Your task is to copy each line of the material that holds the word "exact".

Excerpted records
######

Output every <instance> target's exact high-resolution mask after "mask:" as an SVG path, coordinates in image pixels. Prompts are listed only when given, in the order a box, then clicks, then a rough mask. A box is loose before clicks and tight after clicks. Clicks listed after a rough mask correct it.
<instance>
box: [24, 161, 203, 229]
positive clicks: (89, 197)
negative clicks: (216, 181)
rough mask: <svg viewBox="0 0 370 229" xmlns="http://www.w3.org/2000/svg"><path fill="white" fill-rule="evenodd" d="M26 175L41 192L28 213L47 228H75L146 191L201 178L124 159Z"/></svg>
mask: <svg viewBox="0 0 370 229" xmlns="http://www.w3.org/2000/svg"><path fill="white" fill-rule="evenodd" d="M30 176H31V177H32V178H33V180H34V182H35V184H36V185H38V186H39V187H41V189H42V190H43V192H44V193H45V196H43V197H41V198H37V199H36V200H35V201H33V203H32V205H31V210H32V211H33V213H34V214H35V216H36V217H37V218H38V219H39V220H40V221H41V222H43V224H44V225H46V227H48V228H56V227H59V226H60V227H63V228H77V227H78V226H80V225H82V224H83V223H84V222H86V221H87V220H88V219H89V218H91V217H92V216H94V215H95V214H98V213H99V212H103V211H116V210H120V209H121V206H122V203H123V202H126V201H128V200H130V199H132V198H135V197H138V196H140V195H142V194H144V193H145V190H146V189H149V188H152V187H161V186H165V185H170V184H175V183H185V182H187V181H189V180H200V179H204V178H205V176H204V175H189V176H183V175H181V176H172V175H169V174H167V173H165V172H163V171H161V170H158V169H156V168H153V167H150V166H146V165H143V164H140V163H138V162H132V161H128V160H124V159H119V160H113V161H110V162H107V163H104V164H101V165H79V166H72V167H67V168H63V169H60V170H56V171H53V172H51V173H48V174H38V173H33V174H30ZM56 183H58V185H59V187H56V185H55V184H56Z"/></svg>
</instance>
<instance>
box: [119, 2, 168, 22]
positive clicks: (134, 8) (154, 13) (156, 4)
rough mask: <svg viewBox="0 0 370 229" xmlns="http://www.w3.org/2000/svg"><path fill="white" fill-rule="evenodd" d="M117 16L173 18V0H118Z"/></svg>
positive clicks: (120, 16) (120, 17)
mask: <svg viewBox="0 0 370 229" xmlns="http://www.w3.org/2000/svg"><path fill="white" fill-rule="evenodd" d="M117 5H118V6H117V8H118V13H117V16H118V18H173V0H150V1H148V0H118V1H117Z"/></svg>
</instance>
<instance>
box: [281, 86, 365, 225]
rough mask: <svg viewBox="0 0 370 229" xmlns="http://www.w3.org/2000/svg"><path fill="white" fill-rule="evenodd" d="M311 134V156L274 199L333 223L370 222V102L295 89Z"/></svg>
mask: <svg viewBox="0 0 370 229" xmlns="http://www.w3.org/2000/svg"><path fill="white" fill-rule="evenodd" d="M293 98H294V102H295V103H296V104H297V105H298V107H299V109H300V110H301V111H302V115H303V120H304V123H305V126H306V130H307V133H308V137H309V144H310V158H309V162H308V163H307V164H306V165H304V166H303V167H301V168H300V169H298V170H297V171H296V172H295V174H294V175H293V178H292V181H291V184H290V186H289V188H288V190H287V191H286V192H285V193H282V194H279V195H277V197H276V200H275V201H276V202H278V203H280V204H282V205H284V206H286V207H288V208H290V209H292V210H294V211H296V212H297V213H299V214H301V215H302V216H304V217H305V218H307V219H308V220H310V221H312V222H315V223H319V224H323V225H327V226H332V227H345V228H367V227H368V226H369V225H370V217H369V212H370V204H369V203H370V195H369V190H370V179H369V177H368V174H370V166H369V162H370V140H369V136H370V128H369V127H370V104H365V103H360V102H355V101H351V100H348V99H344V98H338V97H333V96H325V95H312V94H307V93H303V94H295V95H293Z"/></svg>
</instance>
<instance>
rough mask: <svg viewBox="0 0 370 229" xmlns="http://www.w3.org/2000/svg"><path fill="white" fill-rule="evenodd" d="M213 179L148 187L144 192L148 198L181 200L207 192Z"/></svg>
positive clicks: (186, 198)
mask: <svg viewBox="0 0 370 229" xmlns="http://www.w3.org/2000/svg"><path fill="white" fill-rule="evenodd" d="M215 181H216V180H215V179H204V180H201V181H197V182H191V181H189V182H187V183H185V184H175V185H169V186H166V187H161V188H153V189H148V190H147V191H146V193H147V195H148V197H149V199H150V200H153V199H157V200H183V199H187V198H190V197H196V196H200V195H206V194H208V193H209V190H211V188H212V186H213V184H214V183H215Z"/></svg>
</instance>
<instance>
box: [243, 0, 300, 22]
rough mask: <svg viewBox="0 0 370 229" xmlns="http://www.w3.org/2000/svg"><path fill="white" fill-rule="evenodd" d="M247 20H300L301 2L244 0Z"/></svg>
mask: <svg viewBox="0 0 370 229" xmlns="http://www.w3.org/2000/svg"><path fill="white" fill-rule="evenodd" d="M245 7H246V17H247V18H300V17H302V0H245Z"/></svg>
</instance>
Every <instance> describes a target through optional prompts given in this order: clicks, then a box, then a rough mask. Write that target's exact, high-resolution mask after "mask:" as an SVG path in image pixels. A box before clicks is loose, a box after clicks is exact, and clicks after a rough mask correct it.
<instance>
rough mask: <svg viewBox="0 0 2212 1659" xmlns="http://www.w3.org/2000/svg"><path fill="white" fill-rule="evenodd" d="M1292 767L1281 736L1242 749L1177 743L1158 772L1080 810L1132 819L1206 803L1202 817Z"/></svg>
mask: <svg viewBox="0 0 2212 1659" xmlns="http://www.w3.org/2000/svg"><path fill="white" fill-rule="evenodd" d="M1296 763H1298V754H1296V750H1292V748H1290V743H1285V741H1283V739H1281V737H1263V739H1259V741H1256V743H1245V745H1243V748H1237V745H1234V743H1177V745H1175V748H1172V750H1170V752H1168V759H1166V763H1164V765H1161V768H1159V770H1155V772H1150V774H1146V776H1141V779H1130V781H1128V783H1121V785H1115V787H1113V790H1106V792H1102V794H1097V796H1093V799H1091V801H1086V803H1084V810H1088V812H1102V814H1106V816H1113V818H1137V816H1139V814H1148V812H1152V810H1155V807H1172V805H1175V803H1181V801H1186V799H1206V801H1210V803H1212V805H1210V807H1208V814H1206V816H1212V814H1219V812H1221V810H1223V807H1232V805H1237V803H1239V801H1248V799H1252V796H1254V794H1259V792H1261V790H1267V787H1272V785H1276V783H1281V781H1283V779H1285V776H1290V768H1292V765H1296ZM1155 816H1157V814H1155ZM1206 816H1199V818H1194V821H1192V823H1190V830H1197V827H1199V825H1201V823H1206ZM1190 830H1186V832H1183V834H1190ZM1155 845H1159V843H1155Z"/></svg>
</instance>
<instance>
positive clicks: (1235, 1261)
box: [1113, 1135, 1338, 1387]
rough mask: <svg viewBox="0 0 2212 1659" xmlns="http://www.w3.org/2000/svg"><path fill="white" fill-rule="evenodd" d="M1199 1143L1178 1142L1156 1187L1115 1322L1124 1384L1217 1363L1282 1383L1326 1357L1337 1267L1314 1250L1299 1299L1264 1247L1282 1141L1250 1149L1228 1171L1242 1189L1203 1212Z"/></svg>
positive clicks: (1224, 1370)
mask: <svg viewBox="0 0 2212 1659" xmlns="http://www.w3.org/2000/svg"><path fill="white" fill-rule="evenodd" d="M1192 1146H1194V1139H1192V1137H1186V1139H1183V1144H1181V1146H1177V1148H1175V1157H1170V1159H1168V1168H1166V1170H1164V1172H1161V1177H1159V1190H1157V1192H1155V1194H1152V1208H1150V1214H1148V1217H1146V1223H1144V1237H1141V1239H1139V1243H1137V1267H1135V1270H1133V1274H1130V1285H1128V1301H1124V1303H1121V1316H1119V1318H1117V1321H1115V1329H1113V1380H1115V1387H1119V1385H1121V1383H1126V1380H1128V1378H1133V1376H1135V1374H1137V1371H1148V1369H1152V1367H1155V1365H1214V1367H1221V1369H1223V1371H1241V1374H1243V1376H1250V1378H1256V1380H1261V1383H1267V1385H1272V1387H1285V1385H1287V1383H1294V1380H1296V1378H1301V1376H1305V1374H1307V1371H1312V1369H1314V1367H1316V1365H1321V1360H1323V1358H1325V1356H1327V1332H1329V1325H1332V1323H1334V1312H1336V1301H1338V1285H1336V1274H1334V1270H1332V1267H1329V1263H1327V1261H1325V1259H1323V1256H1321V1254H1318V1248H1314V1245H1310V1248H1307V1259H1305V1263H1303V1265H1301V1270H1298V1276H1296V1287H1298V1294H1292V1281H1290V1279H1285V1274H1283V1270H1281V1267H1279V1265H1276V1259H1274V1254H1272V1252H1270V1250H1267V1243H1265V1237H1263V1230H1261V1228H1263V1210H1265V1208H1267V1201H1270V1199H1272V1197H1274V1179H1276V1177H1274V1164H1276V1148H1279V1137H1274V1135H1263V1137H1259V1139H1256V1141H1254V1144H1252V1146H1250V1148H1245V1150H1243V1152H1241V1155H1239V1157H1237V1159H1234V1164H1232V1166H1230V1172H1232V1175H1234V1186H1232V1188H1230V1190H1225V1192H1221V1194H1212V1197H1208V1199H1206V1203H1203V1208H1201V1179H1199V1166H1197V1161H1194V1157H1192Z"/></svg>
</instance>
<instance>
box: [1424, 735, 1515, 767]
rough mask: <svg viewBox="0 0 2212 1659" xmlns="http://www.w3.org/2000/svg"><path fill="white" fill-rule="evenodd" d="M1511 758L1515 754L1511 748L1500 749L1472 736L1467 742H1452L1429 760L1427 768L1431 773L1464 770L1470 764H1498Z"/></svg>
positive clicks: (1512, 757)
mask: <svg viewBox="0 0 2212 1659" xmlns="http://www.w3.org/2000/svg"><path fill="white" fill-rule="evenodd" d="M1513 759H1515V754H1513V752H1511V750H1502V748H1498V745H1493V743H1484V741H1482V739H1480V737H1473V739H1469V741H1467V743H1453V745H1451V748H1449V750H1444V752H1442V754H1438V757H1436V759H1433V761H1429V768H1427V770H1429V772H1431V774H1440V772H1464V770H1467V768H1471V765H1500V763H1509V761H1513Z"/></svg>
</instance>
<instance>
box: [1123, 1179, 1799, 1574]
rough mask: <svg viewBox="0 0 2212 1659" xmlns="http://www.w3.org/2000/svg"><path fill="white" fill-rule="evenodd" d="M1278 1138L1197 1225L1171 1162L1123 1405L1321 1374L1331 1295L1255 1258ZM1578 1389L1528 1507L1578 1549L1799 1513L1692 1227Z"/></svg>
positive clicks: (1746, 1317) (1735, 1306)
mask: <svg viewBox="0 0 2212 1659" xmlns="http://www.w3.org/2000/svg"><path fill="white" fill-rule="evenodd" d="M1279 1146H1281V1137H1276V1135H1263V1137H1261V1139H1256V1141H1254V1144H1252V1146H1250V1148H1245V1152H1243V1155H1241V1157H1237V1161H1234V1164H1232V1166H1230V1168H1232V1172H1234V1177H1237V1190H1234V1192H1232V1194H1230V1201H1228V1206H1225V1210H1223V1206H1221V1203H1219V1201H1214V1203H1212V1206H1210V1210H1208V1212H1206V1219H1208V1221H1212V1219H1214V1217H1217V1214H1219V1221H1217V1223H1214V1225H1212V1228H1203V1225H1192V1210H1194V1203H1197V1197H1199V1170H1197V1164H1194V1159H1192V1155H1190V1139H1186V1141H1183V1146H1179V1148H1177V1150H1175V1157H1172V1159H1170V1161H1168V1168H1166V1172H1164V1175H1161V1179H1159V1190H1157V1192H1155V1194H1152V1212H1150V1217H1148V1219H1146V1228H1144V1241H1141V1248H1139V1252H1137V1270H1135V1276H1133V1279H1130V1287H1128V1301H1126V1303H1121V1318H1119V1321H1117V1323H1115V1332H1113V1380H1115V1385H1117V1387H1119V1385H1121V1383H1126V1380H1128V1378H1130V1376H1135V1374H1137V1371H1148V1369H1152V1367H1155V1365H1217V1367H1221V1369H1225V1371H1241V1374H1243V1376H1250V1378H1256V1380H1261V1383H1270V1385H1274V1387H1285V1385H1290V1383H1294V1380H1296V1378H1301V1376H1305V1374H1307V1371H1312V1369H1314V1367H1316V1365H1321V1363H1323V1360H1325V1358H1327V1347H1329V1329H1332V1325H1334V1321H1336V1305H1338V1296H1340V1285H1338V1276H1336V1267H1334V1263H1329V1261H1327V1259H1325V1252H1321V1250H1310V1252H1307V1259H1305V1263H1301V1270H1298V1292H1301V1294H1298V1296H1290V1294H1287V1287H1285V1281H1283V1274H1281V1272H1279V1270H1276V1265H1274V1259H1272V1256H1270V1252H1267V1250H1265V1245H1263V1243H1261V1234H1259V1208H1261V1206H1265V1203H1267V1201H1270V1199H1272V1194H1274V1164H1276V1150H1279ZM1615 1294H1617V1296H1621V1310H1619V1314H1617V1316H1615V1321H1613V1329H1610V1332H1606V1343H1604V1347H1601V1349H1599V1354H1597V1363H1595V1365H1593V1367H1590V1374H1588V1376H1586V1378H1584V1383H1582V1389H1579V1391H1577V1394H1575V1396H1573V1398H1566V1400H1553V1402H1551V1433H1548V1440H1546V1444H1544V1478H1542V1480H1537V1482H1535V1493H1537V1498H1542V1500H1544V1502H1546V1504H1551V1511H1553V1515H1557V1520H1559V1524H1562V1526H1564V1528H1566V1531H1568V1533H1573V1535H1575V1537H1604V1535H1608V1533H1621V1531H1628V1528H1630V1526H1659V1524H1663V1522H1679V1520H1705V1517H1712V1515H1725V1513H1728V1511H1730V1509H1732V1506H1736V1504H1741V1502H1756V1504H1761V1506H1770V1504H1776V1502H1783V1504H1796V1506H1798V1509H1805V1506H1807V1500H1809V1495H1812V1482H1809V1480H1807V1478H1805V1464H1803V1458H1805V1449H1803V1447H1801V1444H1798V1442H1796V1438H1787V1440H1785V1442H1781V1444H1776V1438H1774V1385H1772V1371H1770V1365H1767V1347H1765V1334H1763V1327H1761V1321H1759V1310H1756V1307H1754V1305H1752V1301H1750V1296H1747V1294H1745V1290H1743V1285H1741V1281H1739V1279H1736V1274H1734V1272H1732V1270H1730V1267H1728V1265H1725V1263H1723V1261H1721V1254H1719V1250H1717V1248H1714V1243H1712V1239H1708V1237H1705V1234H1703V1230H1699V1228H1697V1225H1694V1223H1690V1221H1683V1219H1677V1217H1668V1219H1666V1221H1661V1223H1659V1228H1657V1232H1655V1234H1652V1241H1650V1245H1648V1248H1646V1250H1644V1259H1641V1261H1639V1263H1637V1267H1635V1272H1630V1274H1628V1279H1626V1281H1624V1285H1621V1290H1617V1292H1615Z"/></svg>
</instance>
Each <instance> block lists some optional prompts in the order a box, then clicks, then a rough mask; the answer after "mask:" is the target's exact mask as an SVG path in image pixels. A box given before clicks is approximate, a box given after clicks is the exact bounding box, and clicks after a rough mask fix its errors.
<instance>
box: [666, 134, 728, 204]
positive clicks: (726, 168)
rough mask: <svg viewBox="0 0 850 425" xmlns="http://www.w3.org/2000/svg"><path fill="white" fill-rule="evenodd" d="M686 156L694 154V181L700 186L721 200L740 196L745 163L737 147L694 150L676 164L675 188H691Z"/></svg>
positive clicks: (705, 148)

######

Task answer
Output every <instance> target's exact high-resolution mask after "mask:" as an SVG path, coordinates in image pixels. Prompts are listed only when given, in the order a box, then clicks, then a rough mask. A box is loose before clicks and tight after clicks. Clicks listed after a rough mask correct it.
Every <instance> describes a target through optional prompts given in this order: clicks, then a box, then a rough mask. Write that target's exact, high-resolution mask after "mask:" as an SVG path in image pixels. A box before clicks is loose, a box after clicks is exact, and clicks after a rough mask correct it.
Each <instance> block lists some optional prompts in the order a box, then clicks, then a rough mask; the answer after "mask:" is the target's exact mask as an SVG path in image pixels. A box given before clicks is approximate, a box given after clicks is the exact bounding box, and clicks after a rough mask fix its errors.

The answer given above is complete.